Studio album by Noriko Matsueda, Takahito Eguchi
- Released: March 31, 2003
- Length: Disk 1: 66:30 Disk 2: 72:06
- Label: Avex
- Producer: Noriko Matsueda, Takahito Eguchi

= Music of Final Fantasy X-2 =

Music from the video game Final Fantasy X-2

The music of the video game Final Fantasy X-2 was composed by Noriko Matsueda and Takahito Eguchi. Regular series composer Nobuo Uematsu did not contribute any of the music, despite having composed around half of the soundtrack for the first game, Final Fantasy X. The Final Fantasy X-2 Original Soundtrack was released on two Compact Discs in 2003 by Avex. After the release of Final Fantasy X-2 International + Last Mission, an album entitled Final Fantasy X-2 International + Last Mission Original Soundtrack composed of the songs added to the soundtrack for that game was released in 2003 by Avex. Final Fantasy X-2 Piano Collection, a collection of piano arrangements of the original soundtracks by Noriko Matsueda, Takahito Eguchi, Hiroko Kokubu, Masahiro Sayama, and Febian Reza Pane, was released by Avex in 2004.

A single by Koda Kumi entitled real Emotion/1000 no Kotoba, based on the theme song for the game and the ending credits song, was published by Rhythm Zone prior to the game's release in 2003. Another single, titled Kuon: Memories of Waves and Light – Music from Final Fantasy X-2, was released by Avex in 2003 along with the original soundtrack. It consisted of live arrangements of several of the game's songs, composed and arranged by Noriko Matsueda and Takahito Eguchi. A set of three singles entitled Final Fantasy X-2 Vocal Collection- Paine, Rikku, and Yuna was published by Avex in 2003, with each single including vocal arrangements of songs from the game, sung by the respective character's voice actress.

## Items
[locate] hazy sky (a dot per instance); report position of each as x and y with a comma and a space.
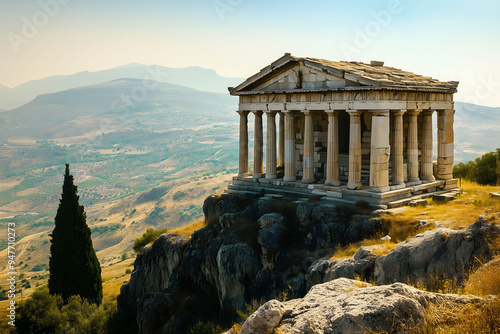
448, 40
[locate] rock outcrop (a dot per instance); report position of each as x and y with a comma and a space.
436, 255
256, 247
349, 306
252, 248
361, 265
153, 268
429, 258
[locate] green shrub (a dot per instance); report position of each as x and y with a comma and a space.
149, 236
46, 313
40, 267
125, 256
205, 327
484, 170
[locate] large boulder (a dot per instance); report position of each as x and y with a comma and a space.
271, 226
360, 265
237, 266
349, 306
153, 311
265, 319
152, 268
437, 254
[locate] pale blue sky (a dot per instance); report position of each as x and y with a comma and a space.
448, 40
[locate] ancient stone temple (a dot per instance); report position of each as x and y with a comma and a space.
345, 131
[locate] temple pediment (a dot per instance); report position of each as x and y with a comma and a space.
291, 74
300, 77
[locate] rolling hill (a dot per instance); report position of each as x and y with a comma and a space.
117, 104
193, 77
141, 157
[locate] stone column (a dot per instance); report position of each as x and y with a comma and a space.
354, 181
290, 173
281, 147
397, 147
243, 167
308, 168
380, 151
258, 153
445, 144
412, 146
332, 153
426, 169
271, 145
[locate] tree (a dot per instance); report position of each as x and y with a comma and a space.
74, 267
484, 170
148, 237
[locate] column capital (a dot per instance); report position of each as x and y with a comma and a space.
332, 112
355, 112
398, 112
383, 112
306, 112
413, 112
445, 111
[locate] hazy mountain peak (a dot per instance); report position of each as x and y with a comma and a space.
193, 77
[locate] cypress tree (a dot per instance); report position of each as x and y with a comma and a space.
74, 267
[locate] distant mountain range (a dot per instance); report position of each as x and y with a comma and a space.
477, 130
193, 77
94, 108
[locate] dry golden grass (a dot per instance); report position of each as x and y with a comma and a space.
486, 280
187, 230
473, 202
479, 317
473, 318
349, 250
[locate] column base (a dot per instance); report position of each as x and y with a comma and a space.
398, 185
413, 182
333, 183
380, 189
428, 178
354, 185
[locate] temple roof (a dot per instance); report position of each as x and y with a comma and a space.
357, 75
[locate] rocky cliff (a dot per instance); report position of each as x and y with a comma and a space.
252, 248
258, 247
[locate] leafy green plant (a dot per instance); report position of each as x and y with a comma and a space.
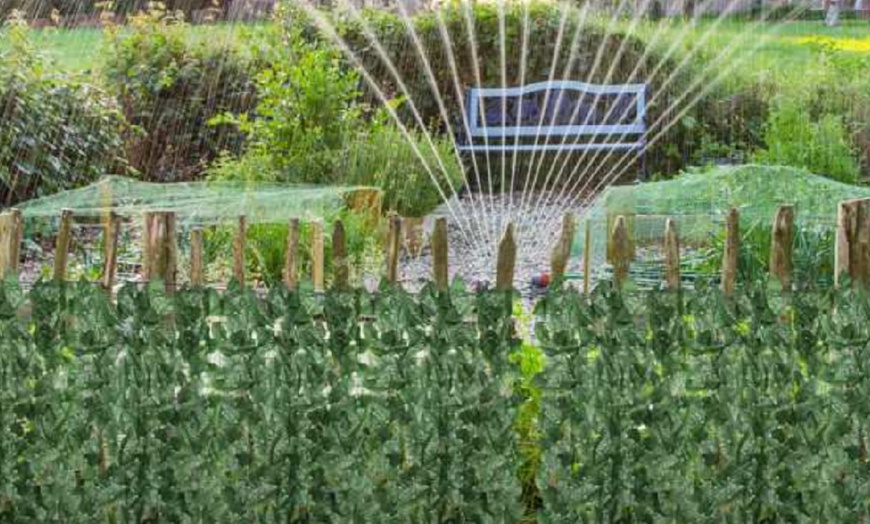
170, 87
822, 146
232, 407
310, 125
693, 407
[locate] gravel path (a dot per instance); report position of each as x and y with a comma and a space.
476, 222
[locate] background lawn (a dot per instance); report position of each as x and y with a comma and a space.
782, 51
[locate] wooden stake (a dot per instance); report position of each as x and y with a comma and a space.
15, 240
731, 257
7, 238
105, 190
859, 242
148, 219
170, 249
440, 268
845, 225
672, 256
507, 257
782, 238
290, 278
620, 245
61, 249
197, 267
587, 257
317, 255
394, 248
239, 251
110, 251
562, 250
339, 257
161, 248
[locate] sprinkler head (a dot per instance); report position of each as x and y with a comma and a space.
541, 281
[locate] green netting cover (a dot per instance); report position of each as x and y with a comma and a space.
194, 202
699, 202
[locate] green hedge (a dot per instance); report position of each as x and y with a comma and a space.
698, 408
390, 407
169, 88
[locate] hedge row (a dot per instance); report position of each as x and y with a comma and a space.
390, 407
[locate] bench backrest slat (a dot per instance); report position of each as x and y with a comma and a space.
515, 113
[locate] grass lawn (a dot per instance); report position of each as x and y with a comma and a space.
79, 50
782, 49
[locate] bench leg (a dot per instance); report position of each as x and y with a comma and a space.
643, 173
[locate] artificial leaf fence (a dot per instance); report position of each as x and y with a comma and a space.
199, 406
156, 403
207, 407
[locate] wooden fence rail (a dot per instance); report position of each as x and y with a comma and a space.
160, 249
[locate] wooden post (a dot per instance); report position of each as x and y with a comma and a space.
105, 190
620, 245
10, 233
339, 257
440, 268
507, 257
853, 241
317, 255
197, 267
845, 226
859, 251
110, 251
562, 250
15, 240
239, 251
393, 248
782, 238
290, 278
672, 256
148, 219
61, 247
170, 249
587, 257
161, 248
731, 257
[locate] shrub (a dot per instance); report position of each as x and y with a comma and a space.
820, 145
56, 132
310, 126
627, 61
414, 175
169, 88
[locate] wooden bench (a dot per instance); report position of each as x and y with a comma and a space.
556, 116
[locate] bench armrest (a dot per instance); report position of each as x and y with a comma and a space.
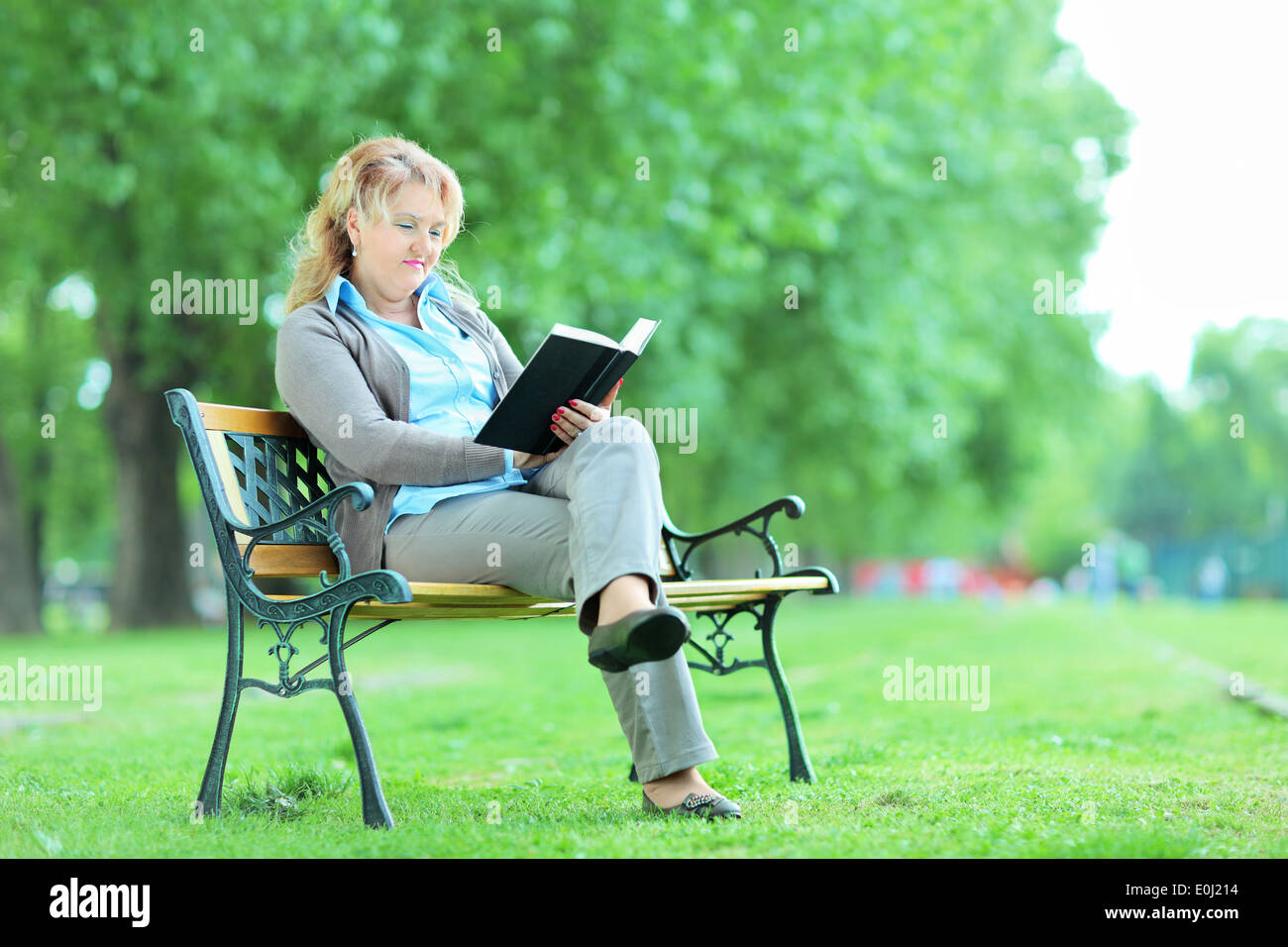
793, 505
361, 496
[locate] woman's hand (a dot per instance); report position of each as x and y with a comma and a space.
568, 423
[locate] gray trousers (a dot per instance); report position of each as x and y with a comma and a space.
584, 519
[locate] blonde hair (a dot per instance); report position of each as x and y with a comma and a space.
365, 178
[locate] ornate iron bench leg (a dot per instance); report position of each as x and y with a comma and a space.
375, 812
213, 781
798, 758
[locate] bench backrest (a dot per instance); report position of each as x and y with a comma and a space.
266, 468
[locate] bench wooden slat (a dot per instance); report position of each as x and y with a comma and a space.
449, 599
304, 561
250, 420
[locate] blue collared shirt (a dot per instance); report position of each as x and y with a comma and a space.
451, 385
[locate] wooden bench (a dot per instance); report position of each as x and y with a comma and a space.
269, 501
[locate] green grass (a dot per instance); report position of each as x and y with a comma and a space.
497, 738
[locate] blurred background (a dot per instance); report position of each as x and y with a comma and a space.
992, 286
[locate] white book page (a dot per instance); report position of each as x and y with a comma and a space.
639, 334
584, 334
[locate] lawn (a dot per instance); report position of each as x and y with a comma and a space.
497, 738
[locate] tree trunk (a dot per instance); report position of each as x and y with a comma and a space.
20, 589
150, 586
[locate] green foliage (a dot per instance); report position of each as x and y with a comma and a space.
767, 169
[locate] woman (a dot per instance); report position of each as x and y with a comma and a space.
390, 367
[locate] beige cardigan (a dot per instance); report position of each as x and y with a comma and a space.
336, 375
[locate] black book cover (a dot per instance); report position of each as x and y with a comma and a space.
570, 364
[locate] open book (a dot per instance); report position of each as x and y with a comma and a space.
570, 364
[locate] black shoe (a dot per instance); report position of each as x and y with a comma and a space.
649, 634
708, 805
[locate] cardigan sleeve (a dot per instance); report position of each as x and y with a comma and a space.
325, 390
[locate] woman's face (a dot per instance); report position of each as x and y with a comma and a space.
395, 256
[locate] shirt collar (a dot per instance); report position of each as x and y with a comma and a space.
344, 290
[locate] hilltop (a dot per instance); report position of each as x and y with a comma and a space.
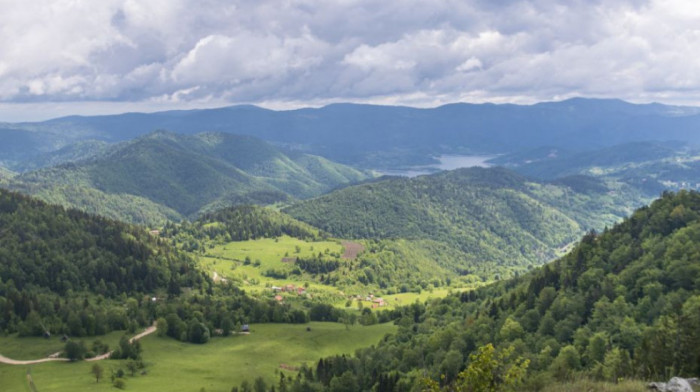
385, 136
166, 176
493, 216
623, 304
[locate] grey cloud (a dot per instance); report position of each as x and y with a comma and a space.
364, 50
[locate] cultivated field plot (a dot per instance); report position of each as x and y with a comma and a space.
216, 366
245, 262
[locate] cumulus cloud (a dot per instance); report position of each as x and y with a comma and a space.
408, 51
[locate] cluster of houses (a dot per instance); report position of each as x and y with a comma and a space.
377, 302
290, 288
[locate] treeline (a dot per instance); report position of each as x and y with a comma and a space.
623, 304
240, 223
492, 216
67, 272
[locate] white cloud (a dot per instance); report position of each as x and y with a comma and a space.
297, 51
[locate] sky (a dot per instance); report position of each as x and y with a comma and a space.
60, 57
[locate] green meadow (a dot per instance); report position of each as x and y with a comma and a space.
229, 261
216, 366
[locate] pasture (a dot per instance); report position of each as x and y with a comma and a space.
216, 366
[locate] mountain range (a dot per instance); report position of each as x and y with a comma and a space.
164, 175
382, 136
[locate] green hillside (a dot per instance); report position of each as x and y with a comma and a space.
623, 304
5, 175
49, 254
493, 216
170, 176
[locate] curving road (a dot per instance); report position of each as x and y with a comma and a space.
53, 357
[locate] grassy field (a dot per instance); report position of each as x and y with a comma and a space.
228, 262
37, 347
215, 366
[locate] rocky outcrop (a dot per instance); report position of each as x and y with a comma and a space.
676, 384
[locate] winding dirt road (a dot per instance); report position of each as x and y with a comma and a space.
54, 357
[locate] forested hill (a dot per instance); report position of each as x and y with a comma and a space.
623, 304
165, 176
492, 215
52, 259
45, 247
68, 272
239, 223
374, 135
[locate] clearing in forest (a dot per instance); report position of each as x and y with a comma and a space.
352, 249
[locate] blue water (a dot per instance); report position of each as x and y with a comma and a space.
447, 162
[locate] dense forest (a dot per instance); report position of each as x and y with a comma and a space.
239, 223
65, 271
165, 176
623, 304
493, 216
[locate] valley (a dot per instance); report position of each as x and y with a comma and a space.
260, 261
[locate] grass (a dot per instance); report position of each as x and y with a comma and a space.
37, 347
228, 263
586, 385
215, 366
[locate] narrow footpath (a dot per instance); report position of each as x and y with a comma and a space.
54, 357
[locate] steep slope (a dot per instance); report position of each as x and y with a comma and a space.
493, 215
173, 175
68, 272
623, 304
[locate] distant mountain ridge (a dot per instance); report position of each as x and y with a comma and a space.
173, 176
381, 136
492, 215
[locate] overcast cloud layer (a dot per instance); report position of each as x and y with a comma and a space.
297, 52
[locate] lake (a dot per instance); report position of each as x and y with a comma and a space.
447, 162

## Problems to work on
(a) In the passage on the music of Final Fantasy X-2, which label published the single real Emotion/1000 no Kotoba?
(b) Decide whether each statement agrees with the passage on the music of Final Fantasy X-2: (i) Nobuo Uematsu composed some of the music for Final Fantasy X-2. (ii) Final Fantasy X-2 Piano Collection came out in 2004. (iii) The Vocal Collection singles were sung by the voice actresses of the respective characters.
(c) Carry on the passage on the music of Final Fantasy X-2 from the point where it stops.

## Results in order
(a) Rhythm Zone

(b)
(i) No: "Regular series composer Nobuo Uematsu did not contribute any of the music"
(ii) Yes: "was released by Avex in 2004"
(iii) Yes: "sung by the respective character's voice actress"

(c)
The soundtrack received mixed reviews from critics; while several felt that the music was good and keeping in tone with the game, others found it to be odd and shallow. Several reviewers attributed the change to the lack of participation by Uematsu. Final Fantasy X-2 International + Last Mission Original Soundtrack and Final Fantasy X-2 Piano Collection, on the other hand, were very well received by critics, who felt that they were far superior to the original soundtrack. The singles for the soundtrack were poorly received by critics, who found a few of the songs to be enjoyable but all of the singles to be overpriced.

==Concept and creation==
Final Fantasy X-2 marks the first soundtrack where former Square composer Nobuo Uematsu did not contribute a single piece, despite having composed around half of the soundtrack for the predecessor, Final Fantasy X, as he was already busy with other projects. None of the pieces from the FFX soundtrack were re-used in X-2. Noriko Matsueda and Takahito Eguchi were brought on board to compose the music for the game, as the developers felt they were the "perfect fit" to incorporate a "pop" style into the music. The game includes two songs with vocalized elements, one of which, the J-Pop song "Real Emotion", was written by Ken Kato and composed by Kazuhiro Hara. The other, J-Pop ballad "1000 Words", was written by scenario writers Kazushige Nojima and Daisuke Watanabe. Matsueda and Eguchi composed and arranged the track. Both songs were sung by Jade Villalon from Sweetbox in the English version of the game, and are available as bonus tracks on the Japanese release of her album Adagio. In the Japanese version of the game both the songs were sung by Koda Kumi, and were released as a single entitled real Emotion/1000 no Kotoba. Kumi also released her own English versions of the songs on her CD single Come with Me, with slightly different versions of the lyrics than Jade.

==Albums==
===Final Fantasy X-2 Original Soundtrack===

Final Fantasy X-2 Original Soundtrack is a soundtrack album of music from Final Fantasy X-2 composed, arranged and produced by Noriko Matsueda and Takahito Eguchi. The album spans two discs and 61 tracks, covering a duration of 2:18:00. It was released on March 31, 2003, in Japan by Avex bearing the catalog number AVCD-17254. It included a booklet filled with printed images, providing more information about the soundtrack.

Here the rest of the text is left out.